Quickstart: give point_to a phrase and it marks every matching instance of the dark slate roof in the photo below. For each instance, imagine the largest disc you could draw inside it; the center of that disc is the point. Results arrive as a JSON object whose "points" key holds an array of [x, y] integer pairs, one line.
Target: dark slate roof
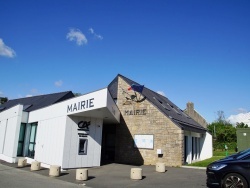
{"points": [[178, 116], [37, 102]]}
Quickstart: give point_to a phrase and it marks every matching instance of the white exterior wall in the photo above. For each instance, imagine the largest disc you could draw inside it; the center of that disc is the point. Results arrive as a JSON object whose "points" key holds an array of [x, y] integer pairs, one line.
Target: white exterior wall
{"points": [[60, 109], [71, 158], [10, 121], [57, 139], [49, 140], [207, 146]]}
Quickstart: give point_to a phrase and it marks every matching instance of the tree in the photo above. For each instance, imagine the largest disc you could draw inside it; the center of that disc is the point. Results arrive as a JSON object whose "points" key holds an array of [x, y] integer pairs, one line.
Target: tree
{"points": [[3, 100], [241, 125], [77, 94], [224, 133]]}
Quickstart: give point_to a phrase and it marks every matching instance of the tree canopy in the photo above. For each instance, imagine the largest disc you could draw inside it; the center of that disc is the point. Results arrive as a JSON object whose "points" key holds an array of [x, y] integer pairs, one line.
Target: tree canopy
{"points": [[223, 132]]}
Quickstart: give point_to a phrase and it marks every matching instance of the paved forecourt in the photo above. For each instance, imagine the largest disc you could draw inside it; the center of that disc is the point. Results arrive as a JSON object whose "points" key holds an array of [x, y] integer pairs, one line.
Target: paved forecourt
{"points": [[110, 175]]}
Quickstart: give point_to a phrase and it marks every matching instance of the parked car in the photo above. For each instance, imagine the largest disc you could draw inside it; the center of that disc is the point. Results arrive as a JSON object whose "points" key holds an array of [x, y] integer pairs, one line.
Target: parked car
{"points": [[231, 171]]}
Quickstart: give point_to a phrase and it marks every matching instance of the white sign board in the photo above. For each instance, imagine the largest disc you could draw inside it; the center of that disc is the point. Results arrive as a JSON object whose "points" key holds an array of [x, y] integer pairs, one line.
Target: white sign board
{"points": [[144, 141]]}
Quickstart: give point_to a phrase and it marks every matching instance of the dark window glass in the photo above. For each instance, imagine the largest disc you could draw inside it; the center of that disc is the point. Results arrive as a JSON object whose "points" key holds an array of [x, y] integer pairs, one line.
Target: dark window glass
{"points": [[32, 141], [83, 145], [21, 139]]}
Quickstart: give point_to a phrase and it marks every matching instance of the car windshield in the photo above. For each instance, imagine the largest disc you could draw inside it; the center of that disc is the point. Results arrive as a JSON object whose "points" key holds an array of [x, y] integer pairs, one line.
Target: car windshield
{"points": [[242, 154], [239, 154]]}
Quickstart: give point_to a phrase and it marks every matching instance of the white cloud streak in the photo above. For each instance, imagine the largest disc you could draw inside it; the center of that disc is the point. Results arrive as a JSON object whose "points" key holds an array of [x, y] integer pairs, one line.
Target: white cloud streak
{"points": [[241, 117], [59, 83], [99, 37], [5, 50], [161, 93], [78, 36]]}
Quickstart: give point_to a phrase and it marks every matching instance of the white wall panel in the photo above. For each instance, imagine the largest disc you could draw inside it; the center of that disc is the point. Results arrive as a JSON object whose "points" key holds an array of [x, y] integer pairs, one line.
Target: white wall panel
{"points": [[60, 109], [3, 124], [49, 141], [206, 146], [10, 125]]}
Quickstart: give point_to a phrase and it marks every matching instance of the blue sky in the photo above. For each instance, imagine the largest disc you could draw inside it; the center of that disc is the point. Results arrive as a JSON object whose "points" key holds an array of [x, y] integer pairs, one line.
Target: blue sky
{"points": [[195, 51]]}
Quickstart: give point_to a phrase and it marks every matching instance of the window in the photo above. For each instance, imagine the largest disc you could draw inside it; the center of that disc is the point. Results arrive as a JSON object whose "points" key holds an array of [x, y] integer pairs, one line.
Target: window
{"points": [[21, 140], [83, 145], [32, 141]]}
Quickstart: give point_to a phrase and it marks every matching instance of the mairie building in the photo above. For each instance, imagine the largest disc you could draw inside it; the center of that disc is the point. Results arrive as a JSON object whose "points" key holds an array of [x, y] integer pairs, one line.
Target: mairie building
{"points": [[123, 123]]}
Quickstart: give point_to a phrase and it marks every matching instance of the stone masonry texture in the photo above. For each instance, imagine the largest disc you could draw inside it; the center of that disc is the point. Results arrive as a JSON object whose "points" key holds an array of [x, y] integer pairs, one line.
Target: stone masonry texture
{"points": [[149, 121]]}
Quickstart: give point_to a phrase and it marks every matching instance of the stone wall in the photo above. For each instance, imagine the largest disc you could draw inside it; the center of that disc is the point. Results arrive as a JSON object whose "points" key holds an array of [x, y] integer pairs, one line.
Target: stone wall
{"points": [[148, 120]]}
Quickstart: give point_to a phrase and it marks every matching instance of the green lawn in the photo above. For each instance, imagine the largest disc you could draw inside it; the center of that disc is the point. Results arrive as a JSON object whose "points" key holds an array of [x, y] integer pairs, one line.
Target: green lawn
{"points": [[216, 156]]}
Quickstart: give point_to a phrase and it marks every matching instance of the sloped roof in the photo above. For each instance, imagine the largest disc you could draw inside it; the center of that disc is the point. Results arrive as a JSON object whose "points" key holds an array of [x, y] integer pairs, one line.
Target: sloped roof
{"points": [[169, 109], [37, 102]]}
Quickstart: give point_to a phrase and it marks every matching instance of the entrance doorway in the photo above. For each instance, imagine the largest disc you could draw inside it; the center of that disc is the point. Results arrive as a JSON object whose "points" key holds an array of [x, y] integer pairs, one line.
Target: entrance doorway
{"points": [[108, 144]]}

### Your objective
Quote each entry above verbatim and drop the pictures.

### Written response
Quickstart: give point_to a phrase and it marks every matching instance of the dark slate roof in the photo below. For each instance, imagine the largest disc you could draw inside it; the center of that disc is the point. Results arrive as a JSON object whose "points" key holds an array of [x, y] integer pairs, one line.
Target: dark slate roof
{"points": [[178, 116], [37, 102]]}
Quickstart: give point_to a phrase and it marks every matching instance of the white exterior wall in the photo above. For each instance, imagine the largest disc you could draw inside it; the center of that disc is the point. Results arrive as a JSON object whose "points" key holds an array of [x, y] integer pairs, one line.
Target: white exterior wall
{"points": [[60, 109], [71, 158], [10, 121], [57, 139], [49, 140], [207, 146]]}
Quickstart: give point_to a phrase and it marks every matching instance of the tree in the photo above. For each instance, imagine the largest disc you could draw inside it; the center of that disc is the point. Results arrive as a JSON object whose "points" key holds an array of [x, y] integer pairs, one line.
Target: tree
{"points": [[3, 100], [241, 125], [77, 94], [224, 133]]}
Quickstart: give point_to a phrase and it marks every matching instance of the tree canopy in the photo above. For each instance, imagine the largest disc you could draw inside it; the center of that disc is the point. Results arrive as a JSON object whose "points" key holds an array of [x, y] integer pairs, one line.
Target: tree canopy
{"points": [[223, 132]]}
Quickstart: give point_to a phrase and it marks every matching instance of the paved forecourt in the photo above. For each instance, imagine the largest disc you could draw inside it; the center of that disc is the point. Results arrive as a JSON object whose "points" key holds an array of [x, y] integer pairs, one line.
Target: paved forecourt
{"points": [[110, 175]]}
Quickstart: give point_to a phrase and it marks every matching instance of the parked car in the photo above. For each instance, imagine the largest disc you could draw inside it; the center of that disc is the point. Results arrive as a JSON object whose "points" key holds an array of [x, y] integer pairs, one line.
Target: parked car
{"points": [[231, 171]]}
Quickstart: give point_to a phrase and it marks every matching instance of the white sign board in the photo above. For each instance, imagine the largest disc you could draw inside it; the center of that disc is the point. Results arrive as a JSON object whose "points" key holds an array of [x, y] integer pairs, one line.
Target: white sign board
{"points": [[144, 141]]}
Quickstart: give point_to a phrase and it marks every matching instance of the dark window glass in the photo above. For each instance, imagine the largest disc you could draw inside it; the center of that disc is the point. Results arrive as a JSON object whose "points" key holds an array of [x, y] integer pairs, one line.
Target: dark window glass
{"points": [[32, 141], [83, 145], [21, 139]]}
Quickstart: give point_to a phrase and it marks every matching instance of the car windshield in the photo above. For each instance, imagine the largest disc you could draw inside it; the center of that disc is the point. Results arrive as a JSON object whose "points" key holds an array of [x, y] integer pairs, one line.
Target: car windshield
{"points": [[242, 154], [239, 154]]}
Quickstart: give point_to a phrase and it marks every matching instance of the white cloud streak in the photo above. For each instance, imagine the largest disc you could draw inside it; the center of that disc is the point. Results arrive as a JSON object whose "points" key holds an array of [x, y] integer pairs, one line.
Target: white cloud streak
{"points": [[241, 117], [59, 83], [99, 37], [5, 50], [161, 93], [78, 36]]}
Quickstart: give point_to a phrase and it marks every matching instance of the white wall panel in the photo above. For each instance, imagine the largest disc you could draw inside it; the center of that disc is the point. Results arrive as a JSON object whose "points" key holds an array of [x, y] integer pairs, one line.
Target: white wall panel
{"points": [[60, 109], [3, 124], [49, 141], [206, 146], [10, 125]]}
Quickstart: give point_to a phrase and it marks every matching instance of the blue sky in the photo above. For each instance, imagine the largest disc you could draw inside it; the center of that disc is the point. Results arrive as a JSON object whose "points" key holds an array of [x, y] integer pairs, one line.
Target: blue sky
{"points": [[195, 51]]}
Quickstart: give point_to a phrase and it marks every matching instance of the window in the photo above. For each instance, imagine the largest disc you could draw inside it; the center of that disc is the point. Results arrive as a JSON object whose "points" key holds an array of [x, y] integer pairs, one line.
Target: window
{"points": [[21, 140], [83, 145], [32, 141]]}
Quickstart: give point_to a phrase and it marks every matching instance of the mairie building in the photo above. For each instance, imagine the largest disc you could draw inside it; the center of that disc is the point. Results arrive as a JSON object whose "points" key holds an array of [x, y] integer pairs, one line.
Target: mairie building
{"points": [[123, 123]]}
Quickstart: give point_to a phrase and it marks every matching instance of the stone masonry texture in the photo above. For each instance, imagine the largest disc you could draw inside it; the center of that disc is the point. Results arrive as a JSON object whose "points" key holds an array of [x, y] integer pairs, one line.
Target: stone masonry texture
{"points": [[149, 121]]}
Quickstart: give point_to a phrase and it marks every matching instance of the stone wall in the photo above. For each instance, imagine the largest disc you could draw inside it; the center of that disc is the point. Results arrive as a JSON object whose "points" key holds an array of [x, y] integer pairs, one line.
Target: stone wall
{"points": [[148, 120]]}
Quickstart: give point_to a phrase and it marks every matching instance of the green lawn in the photo above. For each instance, imagine the largest disc you could draw inside it; the center of that disc is the point. Results arrive as a JSON object whose "points" key holds an array of [x, y] integer pairs, one line.
Target: green lawn
{"points": [[216, 156]]}
Quickstart: give point_to a phrase and it marks every matching instance of the sloped roof in the photo above. For each instance, imagine the largest disc you could draw inside it; the center of that disc is the point. Results arrive as a JSON object whose "points" key holds an array of [x, y] integer pairs, one line.
Target: sloped roof
{"points": [[169, 109], [37, 102]]}
Quickstart: give point_to a phrase and it marks every matching instance of the entrance doorway in the photo above. For each instance, imagine the largest disc you could draw inside it; the center of that disc is the point. Results arrive as a JSON object whose "points" key holds an array of [x, y] integer pairs, one line.
Target: entrance doorway
{"points": [[108, 144]]}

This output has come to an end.